Task description: Extract the full listing below without altering a single character.
::: Dataset content
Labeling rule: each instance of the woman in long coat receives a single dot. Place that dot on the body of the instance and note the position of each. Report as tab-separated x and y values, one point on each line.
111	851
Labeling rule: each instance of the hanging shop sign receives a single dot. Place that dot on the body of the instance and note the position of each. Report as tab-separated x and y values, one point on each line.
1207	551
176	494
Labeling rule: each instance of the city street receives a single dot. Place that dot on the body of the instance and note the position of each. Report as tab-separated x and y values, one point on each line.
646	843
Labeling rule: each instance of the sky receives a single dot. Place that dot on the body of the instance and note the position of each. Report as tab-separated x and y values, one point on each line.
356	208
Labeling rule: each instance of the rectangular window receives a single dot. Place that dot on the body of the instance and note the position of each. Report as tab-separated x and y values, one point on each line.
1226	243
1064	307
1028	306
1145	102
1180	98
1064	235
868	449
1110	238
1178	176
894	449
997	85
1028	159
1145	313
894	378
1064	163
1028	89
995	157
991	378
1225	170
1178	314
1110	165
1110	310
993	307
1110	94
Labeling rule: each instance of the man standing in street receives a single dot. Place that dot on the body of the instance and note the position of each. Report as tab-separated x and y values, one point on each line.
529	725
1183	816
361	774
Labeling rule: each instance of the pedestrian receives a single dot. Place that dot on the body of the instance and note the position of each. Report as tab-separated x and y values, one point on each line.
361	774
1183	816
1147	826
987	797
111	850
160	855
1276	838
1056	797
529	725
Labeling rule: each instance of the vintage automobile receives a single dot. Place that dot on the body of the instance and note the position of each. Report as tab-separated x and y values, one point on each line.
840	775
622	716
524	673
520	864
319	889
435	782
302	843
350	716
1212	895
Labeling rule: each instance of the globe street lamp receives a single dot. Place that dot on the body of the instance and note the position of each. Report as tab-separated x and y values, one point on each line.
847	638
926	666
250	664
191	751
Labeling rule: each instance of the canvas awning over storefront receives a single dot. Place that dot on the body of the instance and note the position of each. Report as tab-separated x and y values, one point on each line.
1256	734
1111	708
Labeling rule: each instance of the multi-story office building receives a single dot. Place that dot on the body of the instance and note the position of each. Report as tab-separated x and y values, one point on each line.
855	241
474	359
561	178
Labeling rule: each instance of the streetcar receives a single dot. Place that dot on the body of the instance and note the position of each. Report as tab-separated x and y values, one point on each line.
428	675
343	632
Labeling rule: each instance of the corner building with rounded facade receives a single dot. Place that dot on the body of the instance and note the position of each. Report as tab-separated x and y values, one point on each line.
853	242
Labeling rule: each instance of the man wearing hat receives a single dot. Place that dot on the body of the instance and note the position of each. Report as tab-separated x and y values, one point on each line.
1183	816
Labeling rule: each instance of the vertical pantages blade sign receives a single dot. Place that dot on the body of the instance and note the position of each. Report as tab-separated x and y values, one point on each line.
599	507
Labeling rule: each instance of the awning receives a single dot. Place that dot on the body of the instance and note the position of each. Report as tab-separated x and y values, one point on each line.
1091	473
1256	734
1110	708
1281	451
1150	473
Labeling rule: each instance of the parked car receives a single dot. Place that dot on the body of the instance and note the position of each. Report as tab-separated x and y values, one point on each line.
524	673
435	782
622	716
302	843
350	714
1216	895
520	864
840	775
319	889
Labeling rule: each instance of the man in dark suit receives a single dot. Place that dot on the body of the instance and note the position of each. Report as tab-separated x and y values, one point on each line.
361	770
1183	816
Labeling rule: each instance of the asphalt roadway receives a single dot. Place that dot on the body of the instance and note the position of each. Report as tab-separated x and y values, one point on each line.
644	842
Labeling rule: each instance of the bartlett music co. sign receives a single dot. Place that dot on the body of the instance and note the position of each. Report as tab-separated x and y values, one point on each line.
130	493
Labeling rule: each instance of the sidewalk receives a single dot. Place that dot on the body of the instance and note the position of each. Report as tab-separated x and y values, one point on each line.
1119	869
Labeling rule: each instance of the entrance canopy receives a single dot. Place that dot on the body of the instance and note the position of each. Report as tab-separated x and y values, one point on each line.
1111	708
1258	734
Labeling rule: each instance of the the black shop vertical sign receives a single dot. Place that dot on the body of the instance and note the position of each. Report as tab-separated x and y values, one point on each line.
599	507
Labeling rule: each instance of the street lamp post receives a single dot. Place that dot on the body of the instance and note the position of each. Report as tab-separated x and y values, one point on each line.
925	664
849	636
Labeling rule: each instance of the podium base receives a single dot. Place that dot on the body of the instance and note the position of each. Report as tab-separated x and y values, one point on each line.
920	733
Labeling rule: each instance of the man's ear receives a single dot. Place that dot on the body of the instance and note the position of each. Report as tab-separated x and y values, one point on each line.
::::::
Answer to this task:
Labeling rule: each instance of the woman in long coat receives a single dot. Place that dot on the body of the instance and note the position of each. Report as tab-separated x and y values, one point on each line.
111	851
Labeling rule: each instance of the hanging shop sign receives a single dot. Place that dot on the body of the instance and note the position of each. Report as tab-separated x and y values, one point on each line.
1207	551
176	494
Labeling rule: each instance of the city street receives a single dot. Place that dot on the body of the instance and note the position of each. Report as tab-separated x and y values, one point on each line.
646	843
Labeling rule: each instance of the sky receives a single dot. Place that dot on the body of the instance and note the position of each. Report as tab-separated x and y values, one point on each line.
356	208
Labeling rule: each instance of the rectangular window receives a single dot. Place that dot on the body of the instance and note the position of each. Report as tab-separated x and y values, one point on each line.
1226	243
1064	307
1028	306
1145	102
1180	98
1064	235
868	449
1110	238
1178	176
894	449
997	85
1028	159
1145	313
894	378
1064	163
1028	89
995	157
991	378
1225	170
1178	314
1110	165
1110	310
993	307
1110	94
Labeling rule: each instance of the man standing in street receives a single dot. Place that dot on the body of the instance and note the position of each. Report as tab-separated x and y values, one point on each line.
529	725
1183	816
361	774
Labeling rule: each instance of the pedestrian receives a single dot. Place that dot on the body of the instance and note the position of each. Report as tab-separated x and y values, one point on each line.
361	774
1183	816
1147	826
987	797
111	850
160	855
1276	838
1056	797
529	725
Labeling rule: each instance of the vintage automobile receives a single dot. Place that dot on the body of the instance and note the position of each. Report as tab-separated x and y values, one point on each line.
840	775
622	716
524	673
520	864
319	889
435	782
302	843
350	716
1212	895
Labeling rule: each instance of the globe street lamp receives a single dot. Place that dot on the body of the instance and note the position of each. Report as tab-separated x and y values, one point on each line.
847	638
926	666
250	664
191	751
Labeling rule: each instance of the canvas awning over storefront receives a single dot. Place that dot on the body of the instance and note the position of each. Report as tab-separated x and y values, one point on each line.
1256	734
1111	708
Labeling rule: each instance of the multi-story office building receives a single dot. Place that dot on the body of the instance and note the position of each. Report as tab-separated x and y values, one point on each line.
855	241
474	359
561	178
Labeling rule: each instance of the streetcar receives a single dot. Place that dot on the body of the instance and note the position of each. Report as tab-separated x and y values, one point on each line.
428	675
343	632
Labeling rule: each instance of the corner building with rounded facade receives a single dot. Place that dot on the body of the instance and note the position of each. Report as tab-separated x and y values, one point on each line.
853	242
Labeling rule: each instance of the man wearing hat receives a single dot. Place that dot on the body of the instance and note the position of each. Report as tab-separated x and y values, one point on each line.
1183	816
Labeling rule: each instance of the vertical pantages blade sign receives a single dot. Place that dot on the body of the instance and note the position of each. Report as tab-separated x and y values, one point on each line.
599	507
Labeling rule: each instance of the awning receives a single dot. Place that dot on the body of the instance and note the position of each. Report as tab-separated x and y values, one point on each line.
1091	473
1256	734
1110	708
1281	451
1150	473
Labeling rule: each instance of the parked car receives a single dot. Place that dot on the body of the instance and note the position of each. Report as tab-separated x and y values, one point on each line.
524	673
435	782
622	716
302	843
350	714
1216	895
520	864
840	775
319	889
Labeling rule: each instance of the man in dark suit receives a single dot. Place that dot on the body of the instance and note the position of each. Report as tab-separated x and y values, one point on each line.
361	770
1183	816
Labeling rule: each instance of the asphalt roadway receives a single dot. Place that dot on the body of the instance and note the position of each. Report as tab-separated x and y values, one point on each line.
644	842
Labeling rule: each instance of the bartlett music co. sign receives a single dot. Place that dot on the body of the instance and note the position of each. Report as tab-separated x and y values, one point on each line.
130	493
Labeling rule: each instance of the sidewalk receives a single dot. Place that dot on the body of the instance and note the position of each. Report as tab-separated x and y values, one point on each line.
1119	869
Labeling rule: each instance of the entrance canopy receives a single dot. Place that dot on the body of the instance and note the position of each. Report as tab-separated x and y values, one point on each line.
1111	708
1258	734
Labeling rule: each instance of the the black shop vertical sign receives a single dot. Place that dot on the body of the instance and note the position of each. Report as tab-separated x and y values, one point on each line.
599	507
Labeling rule: each instance of the street lamp post receives a single dot. Place that dot on the body of the instance and note the position of each. Report as tab-separated x and y values, one point on each line.
925	664
849	636
Labeling rule: each instance of the podium base receives a single dot. Place that dot on the body of the instance and note the position of each. Report as tab-separated x and y values, one point on each line.
920	733
Labeling rule: each instance of the man's ear receives a single dot. Place that dot on the body of the instance and note the position of each. Report as tab-separated x and y values, one point on each line.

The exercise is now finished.